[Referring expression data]
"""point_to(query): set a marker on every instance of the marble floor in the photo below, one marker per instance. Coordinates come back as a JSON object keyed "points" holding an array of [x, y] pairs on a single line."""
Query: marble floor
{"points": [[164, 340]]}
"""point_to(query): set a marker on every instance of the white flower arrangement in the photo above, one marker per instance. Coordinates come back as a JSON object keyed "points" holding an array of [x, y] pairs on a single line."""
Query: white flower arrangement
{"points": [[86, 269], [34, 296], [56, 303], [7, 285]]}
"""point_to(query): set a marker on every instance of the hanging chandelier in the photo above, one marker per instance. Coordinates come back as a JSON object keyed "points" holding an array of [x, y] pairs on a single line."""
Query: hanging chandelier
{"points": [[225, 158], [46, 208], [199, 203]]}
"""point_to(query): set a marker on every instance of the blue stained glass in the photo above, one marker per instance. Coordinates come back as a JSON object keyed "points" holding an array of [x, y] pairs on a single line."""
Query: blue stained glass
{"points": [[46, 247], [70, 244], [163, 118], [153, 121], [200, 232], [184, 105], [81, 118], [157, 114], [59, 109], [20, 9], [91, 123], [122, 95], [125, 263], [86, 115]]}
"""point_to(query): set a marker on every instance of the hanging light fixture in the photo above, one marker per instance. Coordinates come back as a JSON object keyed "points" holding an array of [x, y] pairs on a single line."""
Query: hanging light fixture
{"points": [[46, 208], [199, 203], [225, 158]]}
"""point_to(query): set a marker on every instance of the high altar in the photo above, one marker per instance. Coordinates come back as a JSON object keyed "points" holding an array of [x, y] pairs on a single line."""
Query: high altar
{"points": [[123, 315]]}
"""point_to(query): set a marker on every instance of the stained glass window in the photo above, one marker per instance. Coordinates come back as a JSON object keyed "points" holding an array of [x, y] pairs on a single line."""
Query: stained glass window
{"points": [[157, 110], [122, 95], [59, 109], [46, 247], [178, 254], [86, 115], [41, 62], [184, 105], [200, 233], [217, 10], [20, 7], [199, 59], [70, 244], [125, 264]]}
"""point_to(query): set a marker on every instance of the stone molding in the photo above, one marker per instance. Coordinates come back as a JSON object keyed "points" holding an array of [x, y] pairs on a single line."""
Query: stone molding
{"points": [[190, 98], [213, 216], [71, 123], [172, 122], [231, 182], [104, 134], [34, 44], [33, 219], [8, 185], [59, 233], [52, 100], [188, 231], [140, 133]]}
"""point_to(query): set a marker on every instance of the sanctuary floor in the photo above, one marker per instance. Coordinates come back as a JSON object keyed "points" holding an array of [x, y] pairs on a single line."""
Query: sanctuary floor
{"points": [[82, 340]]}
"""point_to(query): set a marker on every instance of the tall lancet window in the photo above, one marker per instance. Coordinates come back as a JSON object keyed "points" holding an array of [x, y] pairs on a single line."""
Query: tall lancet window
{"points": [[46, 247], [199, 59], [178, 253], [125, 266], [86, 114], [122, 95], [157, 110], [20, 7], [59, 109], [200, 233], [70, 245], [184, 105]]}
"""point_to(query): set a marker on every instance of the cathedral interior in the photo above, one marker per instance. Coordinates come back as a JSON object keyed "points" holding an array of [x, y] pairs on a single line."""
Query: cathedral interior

How to complete this task ->
All lines of the data that hold "interior" need to be copied.

Written answer ->
"""point_to(query): set a marker on every instance of the cathedral interior in the photo above, one marker per instance. Coordinates come back as a JSON object keyed "points" holding an array of [x, y] pairs on a single line."""
Query: cathedral interior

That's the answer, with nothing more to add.